┌─ Teks bacaan
-->

Pembunuh Petani (cabai) dikala Pandemi, Islam Jadi Satu-satunya Solusi

Oleh: Anita Arwanda (Mahasiswa)

Dewasa ini, anggota Komisi IV DPR RI Slamet menanggapi video viral yang memperlihatkan seorang petani cabai mengamuk dan merusak kebun cabai miliknya. Kemarahan petani diduga akibat harga cabai di pasaran turun. Slamet menyatakan impor cabai di semester I 2021 sebesar 27,851 ton. Naik 54 persen dibanding tahun 2020 sebesar 18.075 ton. Angka tersebut meningkat jika dibandingkan dengan realisasi impor pada Semester I-2020 yang hanya sebanyak 18.075,16 ton dengan nilai US$ 34,38 juta. Cabai yang diimpor pemerintah pada umumnya adalah cabai merah, termasuk juga cabai rawit merah.

Ketua Forum Petani Kalasan Janu Riyanto juga mengeluhkan harga cabai di tingkat petani yang merosot hingga 50 persen dari harga normal. Janu menjelaskan, selama ini harga normal cabai ada di kisaran Rp11.000 per kilogram, sedangkan sekarang harga cabai anjlok hanya dihargai Rp5.000 per kilogram.

Peneliti Pusat Studi Ekonomi Kerakyatan Yogyakarta Hempri Suyatna juga menyayangkan kebijakan adanya impor cabai yang dilakukan pemerintah Indonesia pada saat pandemi. Hempri menambahkan problem utama pemerintah yaitu tidak pernah serius membangun kedaulatan pangan di negara sendiri.

"Jadi harga cabai murah banyak dialami oleh petani di Indonesia tidak hanya di Sleman saja," tandas Hempri. Sebelumnya diceritakan nasib tragis menimpa petani cabai di kawasan Kalasan Sleman. Petani cabai kawasan ini harus menerima pil pahit lantaran komoditas cabai panenannya yang digadang-gadang harganya bagus ternyata anjlok.

Hal tersebut sepertinya sudah menjadi kewajaran di Indonesia, padahal dalam keadaan pandemi (PPKM) saat ini, penjualan sudah sangat kesulitan karena sepinya pasar namun petani ditambah beban dengan impor komoditas yang sudah dilegalkan pemerintah. Dalih Pemerintah bahwa impor untuk menstabilkan harga hanya alasan untuk lepas tanggungjawab mengurusi petani. Pemerintah selalu bersikap seolah selalu kena simalakama, sulit untuk memilih salah satunya yang berujung pada penderitaan petani lokal. Solusi yang direncanakan pemerintah pun faktanya hanya kehaluan. Misalnya kartu petani yang tidak merata, tidak bisa dimanfaatkan sebagai persoalan biaya produksi dan justru menjadi peluang kasus korupsi beberapa tahun lalu oleh anggota DPR terkait distribusi pupuk bersubsidi yang anggarannya mencapai ratusan triliyun rupiah.
└─
┌─ Catatan data
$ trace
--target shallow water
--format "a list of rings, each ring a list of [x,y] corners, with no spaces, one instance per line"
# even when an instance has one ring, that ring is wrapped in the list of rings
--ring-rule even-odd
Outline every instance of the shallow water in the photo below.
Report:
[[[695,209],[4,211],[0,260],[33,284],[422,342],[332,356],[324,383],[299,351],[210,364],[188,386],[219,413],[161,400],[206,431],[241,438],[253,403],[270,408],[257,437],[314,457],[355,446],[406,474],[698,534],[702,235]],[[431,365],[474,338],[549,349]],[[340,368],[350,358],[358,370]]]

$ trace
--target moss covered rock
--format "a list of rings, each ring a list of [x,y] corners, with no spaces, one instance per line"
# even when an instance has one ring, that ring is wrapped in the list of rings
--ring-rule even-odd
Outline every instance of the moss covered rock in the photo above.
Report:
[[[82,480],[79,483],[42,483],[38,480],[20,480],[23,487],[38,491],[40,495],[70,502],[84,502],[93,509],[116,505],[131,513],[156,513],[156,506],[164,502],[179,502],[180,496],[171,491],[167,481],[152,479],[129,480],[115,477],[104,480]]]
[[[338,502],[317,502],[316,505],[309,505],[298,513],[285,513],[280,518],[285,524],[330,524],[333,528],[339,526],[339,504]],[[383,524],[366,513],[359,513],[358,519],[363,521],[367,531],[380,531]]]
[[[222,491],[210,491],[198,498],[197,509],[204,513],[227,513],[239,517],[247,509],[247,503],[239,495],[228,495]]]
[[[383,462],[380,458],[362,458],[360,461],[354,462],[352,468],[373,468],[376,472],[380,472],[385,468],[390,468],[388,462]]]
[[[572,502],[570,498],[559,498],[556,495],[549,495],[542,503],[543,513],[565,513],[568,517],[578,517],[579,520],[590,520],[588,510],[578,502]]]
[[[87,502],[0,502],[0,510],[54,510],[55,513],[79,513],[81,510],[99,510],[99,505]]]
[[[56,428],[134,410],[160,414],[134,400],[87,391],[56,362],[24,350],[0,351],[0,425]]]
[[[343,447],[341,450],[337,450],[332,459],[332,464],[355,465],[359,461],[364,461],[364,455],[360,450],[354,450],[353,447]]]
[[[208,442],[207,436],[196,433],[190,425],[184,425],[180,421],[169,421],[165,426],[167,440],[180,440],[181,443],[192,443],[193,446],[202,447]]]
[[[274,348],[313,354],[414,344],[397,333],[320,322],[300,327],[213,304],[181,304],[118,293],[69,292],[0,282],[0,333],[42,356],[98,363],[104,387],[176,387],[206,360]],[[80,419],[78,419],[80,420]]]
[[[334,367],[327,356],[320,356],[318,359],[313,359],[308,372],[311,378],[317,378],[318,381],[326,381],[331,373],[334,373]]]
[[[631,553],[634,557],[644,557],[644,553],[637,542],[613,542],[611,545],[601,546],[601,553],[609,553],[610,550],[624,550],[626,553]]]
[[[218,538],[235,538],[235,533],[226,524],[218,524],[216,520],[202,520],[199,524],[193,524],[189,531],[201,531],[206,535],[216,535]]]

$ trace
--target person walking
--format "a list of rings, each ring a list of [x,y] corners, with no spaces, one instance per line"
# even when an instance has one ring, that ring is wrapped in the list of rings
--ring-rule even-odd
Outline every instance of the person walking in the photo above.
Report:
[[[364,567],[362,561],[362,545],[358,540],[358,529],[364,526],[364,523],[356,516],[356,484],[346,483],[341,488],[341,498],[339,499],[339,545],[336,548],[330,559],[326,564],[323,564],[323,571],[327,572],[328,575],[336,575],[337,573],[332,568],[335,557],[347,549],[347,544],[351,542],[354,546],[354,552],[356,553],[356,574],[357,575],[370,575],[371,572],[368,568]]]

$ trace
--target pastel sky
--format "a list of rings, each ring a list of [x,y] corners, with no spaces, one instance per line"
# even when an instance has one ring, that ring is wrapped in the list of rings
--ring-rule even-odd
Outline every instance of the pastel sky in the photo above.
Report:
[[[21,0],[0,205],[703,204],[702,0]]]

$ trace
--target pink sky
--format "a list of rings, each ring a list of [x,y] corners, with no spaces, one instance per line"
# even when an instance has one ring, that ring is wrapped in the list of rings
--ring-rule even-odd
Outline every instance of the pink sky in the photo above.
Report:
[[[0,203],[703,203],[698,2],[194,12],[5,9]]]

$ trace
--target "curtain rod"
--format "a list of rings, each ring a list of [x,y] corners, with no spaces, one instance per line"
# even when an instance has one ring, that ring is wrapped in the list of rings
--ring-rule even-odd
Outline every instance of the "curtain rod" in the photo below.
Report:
└─
- Tugas kerja -
Dalam teks tentang anjloknya harga cabai, berapa harga normal cabai per kilogram di tingkat petani menurut Janu Riyanto?

- Hasil berikut -
Rp11.000 per kilogram.